# Set task:
Output, please, every line from the line that holds "Could you mark every instance of the pale" to the end, exactly as written.

Object location annotation data:
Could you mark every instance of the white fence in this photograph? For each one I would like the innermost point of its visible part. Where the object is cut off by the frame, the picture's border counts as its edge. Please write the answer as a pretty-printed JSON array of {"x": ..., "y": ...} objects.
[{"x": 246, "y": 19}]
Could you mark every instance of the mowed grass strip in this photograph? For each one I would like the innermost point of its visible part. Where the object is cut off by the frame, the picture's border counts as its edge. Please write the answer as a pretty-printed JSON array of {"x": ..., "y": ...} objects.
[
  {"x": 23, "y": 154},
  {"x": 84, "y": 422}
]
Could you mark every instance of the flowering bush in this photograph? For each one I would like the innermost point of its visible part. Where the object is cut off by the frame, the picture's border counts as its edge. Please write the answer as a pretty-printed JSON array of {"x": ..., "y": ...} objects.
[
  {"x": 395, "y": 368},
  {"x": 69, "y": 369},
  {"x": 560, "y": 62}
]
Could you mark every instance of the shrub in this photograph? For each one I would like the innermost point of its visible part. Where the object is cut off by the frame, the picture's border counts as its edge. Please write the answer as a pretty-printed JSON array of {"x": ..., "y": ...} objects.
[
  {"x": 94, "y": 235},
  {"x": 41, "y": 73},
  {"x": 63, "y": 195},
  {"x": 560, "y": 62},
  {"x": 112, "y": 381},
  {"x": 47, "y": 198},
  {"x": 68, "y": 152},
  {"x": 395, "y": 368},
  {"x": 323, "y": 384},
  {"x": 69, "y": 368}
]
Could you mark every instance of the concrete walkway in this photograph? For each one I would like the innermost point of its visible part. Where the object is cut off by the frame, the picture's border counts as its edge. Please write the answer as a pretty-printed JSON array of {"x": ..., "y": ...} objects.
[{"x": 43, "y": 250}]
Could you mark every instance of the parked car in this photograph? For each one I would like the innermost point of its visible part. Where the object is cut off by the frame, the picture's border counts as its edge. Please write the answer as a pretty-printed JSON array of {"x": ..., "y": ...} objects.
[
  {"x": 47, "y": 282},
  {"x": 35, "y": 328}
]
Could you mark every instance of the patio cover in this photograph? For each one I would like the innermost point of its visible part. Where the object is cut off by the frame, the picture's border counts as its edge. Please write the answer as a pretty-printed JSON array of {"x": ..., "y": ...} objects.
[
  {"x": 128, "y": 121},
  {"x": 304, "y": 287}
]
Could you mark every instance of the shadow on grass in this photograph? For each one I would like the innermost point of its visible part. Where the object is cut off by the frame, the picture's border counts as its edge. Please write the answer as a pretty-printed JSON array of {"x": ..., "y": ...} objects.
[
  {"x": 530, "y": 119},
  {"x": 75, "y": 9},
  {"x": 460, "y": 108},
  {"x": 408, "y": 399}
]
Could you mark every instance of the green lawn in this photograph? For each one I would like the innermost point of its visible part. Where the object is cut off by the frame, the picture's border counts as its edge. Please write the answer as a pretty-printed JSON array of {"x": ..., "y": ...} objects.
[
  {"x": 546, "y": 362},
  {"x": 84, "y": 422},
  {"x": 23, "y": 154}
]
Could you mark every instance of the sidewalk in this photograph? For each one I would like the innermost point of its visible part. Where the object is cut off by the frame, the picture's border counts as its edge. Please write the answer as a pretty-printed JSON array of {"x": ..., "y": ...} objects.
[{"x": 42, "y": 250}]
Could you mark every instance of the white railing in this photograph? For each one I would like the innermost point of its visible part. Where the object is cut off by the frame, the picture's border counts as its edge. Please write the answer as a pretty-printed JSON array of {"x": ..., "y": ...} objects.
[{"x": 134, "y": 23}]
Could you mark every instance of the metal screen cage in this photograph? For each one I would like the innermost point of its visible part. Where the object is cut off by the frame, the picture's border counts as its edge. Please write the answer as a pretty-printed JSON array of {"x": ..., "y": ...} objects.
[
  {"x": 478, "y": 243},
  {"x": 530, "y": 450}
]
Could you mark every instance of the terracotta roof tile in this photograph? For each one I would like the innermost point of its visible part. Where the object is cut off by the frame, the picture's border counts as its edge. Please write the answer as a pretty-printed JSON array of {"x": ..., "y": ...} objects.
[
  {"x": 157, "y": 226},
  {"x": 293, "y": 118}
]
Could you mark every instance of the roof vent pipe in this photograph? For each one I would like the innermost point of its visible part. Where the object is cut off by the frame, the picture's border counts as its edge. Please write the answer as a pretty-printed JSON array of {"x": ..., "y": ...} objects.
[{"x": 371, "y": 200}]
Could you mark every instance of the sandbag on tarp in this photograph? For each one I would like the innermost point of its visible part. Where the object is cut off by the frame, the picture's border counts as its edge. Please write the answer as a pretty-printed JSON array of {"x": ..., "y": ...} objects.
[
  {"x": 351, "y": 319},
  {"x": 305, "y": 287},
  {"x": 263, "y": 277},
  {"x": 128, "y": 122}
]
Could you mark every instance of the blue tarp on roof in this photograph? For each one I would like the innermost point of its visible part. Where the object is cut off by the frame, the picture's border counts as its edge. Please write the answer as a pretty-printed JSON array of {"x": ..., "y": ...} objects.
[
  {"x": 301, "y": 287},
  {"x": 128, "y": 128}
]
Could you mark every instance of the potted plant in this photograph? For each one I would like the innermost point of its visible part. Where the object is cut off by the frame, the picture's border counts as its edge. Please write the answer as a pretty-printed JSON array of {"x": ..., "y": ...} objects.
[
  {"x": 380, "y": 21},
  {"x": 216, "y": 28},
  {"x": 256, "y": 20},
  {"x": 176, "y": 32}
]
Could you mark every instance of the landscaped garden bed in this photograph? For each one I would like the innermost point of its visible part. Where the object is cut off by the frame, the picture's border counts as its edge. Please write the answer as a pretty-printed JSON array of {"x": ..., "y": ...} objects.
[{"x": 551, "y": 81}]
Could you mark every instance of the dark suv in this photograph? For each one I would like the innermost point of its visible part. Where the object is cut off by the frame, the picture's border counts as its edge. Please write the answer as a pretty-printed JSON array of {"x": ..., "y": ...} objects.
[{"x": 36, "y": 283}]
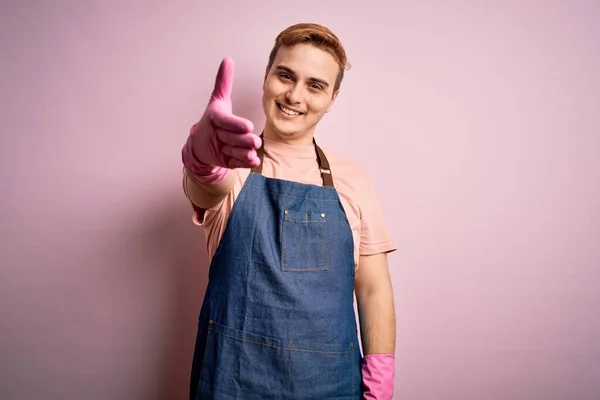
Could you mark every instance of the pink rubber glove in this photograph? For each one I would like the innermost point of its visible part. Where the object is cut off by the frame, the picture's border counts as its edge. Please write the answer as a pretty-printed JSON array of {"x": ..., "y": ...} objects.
[
  {"x": 220, "y": 140},
  {"x": 378, "y": 376}
]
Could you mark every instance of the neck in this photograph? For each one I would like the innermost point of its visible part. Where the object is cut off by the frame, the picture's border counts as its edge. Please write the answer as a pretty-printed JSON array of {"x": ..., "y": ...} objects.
[{"x": 304, "y": 139}]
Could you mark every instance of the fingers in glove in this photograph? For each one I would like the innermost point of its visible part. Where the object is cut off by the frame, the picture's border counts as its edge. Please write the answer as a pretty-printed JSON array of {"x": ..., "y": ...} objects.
[{"x": 245, "y": 140}]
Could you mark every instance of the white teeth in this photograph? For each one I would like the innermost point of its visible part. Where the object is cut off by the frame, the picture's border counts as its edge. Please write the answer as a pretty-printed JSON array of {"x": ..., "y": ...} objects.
[{"x": 288, "y": 111}]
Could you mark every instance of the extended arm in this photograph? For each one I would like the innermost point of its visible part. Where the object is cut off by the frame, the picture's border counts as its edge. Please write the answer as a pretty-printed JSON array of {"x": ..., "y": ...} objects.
[{"x": 377, "y": 316}]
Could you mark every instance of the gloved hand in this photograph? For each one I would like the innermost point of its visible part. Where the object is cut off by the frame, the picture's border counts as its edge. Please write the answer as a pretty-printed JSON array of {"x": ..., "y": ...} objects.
[
  {"x": 220, "y": 140},
  {"x": 378, "y": 372}
]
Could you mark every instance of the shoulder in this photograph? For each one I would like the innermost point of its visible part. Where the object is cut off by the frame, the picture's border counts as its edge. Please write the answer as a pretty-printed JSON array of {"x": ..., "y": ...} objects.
[{"x": 351, "y": 175}]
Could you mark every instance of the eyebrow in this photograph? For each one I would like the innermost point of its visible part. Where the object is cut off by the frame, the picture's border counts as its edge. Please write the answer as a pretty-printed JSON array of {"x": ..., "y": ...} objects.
[{"x": 312, "y": 79}]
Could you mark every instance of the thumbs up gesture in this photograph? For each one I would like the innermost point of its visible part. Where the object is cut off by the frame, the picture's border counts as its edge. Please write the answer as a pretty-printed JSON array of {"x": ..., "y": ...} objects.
[{"x": 220, "y": 140}]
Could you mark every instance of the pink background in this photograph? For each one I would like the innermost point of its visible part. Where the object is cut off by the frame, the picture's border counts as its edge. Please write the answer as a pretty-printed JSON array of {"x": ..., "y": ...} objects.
[{"x": 479, "y": 120}]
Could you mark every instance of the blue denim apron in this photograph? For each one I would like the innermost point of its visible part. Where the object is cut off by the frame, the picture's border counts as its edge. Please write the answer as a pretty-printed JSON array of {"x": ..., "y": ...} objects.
[{"x": 277, "y": 321}]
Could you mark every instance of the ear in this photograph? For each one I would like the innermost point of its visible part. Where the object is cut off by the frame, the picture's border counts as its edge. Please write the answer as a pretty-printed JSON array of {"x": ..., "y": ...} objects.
[{"x": 333, "y": 98}]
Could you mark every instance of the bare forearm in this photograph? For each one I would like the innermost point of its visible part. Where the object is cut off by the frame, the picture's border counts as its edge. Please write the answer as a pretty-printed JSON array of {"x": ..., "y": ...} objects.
[{"x": 377, "y": 321}]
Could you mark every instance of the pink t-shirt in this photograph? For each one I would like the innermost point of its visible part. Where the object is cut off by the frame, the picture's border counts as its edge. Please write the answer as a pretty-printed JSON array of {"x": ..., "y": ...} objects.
[{"x": 299, "y": 164}]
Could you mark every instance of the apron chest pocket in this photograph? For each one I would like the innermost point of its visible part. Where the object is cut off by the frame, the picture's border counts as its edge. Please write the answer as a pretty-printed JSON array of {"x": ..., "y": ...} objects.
[{"x": 304, "y": 241}]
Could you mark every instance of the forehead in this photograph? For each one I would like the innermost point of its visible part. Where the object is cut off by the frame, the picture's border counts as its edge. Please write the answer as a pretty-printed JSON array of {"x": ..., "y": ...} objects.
[{"x": 308, "y": 61}]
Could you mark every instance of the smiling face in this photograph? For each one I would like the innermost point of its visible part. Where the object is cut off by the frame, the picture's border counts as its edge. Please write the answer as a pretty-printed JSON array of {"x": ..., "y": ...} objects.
[{"x": 298, "y": 91}]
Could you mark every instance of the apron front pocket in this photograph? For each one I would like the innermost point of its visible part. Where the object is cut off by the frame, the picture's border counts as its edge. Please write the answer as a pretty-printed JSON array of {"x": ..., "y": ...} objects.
[
  {"x": 325, "y": 372},
  {"x": 304, "y": 241},
  {"x": 242, "y": 365}
]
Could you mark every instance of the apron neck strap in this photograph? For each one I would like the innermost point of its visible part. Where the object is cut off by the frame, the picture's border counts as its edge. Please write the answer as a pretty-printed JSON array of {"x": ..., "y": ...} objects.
[{"x": 321, "y": 160}]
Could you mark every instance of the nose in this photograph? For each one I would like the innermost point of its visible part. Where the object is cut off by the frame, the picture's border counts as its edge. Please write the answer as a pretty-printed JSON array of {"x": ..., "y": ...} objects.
[{"x": 294, "y": 94}]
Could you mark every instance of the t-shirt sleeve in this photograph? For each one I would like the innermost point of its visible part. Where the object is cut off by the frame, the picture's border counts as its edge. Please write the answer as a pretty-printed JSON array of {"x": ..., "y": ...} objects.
[{"x": 374, "y": 234}]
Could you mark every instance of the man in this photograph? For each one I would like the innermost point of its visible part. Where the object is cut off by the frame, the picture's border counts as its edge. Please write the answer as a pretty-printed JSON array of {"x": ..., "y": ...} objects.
[{"x": 293, "y": 233}]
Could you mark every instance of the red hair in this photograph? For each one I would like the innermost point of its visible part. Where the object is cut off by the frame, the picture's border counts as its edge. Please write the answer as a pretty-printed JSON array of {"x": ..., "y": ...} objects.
[{"x": 318, "y": 36}]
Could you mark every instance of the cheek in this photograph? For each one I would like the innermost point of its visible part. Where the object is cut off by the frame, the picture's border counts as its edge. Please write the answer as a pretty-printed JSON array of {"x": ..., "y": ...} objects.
[{"x": 319, "y": 107}]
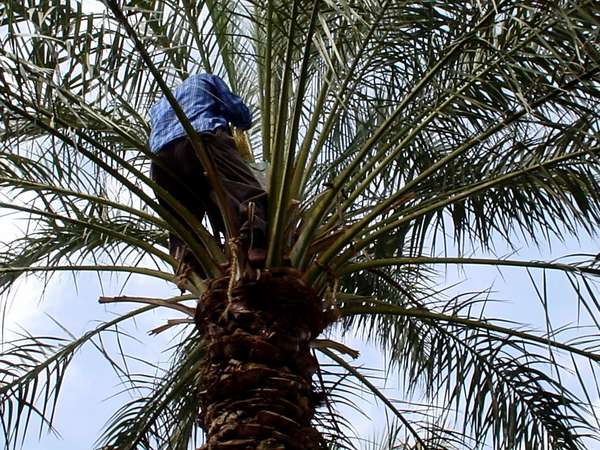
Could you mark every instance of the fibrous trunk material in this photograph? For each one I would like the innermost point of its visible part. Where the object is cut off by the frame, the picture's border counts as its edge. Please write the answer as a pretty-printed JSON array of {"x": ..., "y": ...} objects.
[{"x": 256, "y": 386}]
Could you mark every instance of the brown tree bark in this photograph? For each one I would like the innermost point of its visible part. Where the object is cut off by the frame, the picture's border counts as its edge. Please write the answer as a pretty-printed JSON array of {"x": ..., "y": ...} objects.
[{"x": 256, "y": 386}]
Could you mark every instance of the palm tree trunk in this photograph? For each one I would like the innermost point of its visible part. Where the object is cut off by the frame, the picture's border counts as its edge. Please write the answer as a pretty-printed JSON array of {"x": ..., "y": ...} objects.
[{"x": 256, "y": 386}]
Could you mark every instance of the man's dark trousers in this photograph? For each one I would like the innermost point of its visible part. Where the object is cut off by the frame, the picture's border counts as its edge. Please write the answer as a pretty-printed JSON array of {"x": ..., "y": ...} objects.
[{"x": 178, "y": 170}]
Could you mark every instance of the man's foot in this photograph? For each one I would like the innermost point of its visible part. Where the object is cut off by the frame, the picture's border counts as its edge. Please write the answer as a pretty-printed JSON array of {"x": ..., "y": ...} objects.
[
  {"x": 182, "y": 276},
  {"x": 257, "y": 257}
]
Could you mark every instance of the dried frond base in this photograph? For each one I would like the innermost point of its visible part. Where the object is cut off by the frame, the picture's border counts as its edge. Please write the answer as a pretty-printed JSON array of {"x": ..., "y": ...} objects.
[{"x": 257, "y": 390}]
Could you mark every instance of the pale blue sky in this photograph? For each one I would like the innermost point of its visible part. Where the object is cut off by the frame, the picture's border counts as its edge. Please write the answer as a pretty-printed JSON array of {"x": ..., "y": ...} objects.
[{"x": 86, "y": 401}]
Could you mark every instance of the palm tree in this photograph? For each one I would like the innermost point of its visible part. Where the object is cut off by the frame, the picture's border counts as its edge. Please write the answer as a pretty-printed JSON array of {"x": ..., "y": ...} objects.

# Output for this exercise:
Could you mark every instance of the pale blue sky in this photograph? For each one I would like the innermost point of its visible part. Where the object is cut off by the frame, the picture's border counts as its edge. Please write the answer as a pretty-printed JSON array of {"x": ..., "y": ...} objects.
[{"x": 86, "y": 401}]
Could you mark every instance of the palm tree in this photograph? For each one I would like the innermost point of its visible part. Where the object is cut off by the frame, the picture's border counts as its edge. Please write the answer as a pretty-printed JSON array of {"x": ..., "y": ...} objects.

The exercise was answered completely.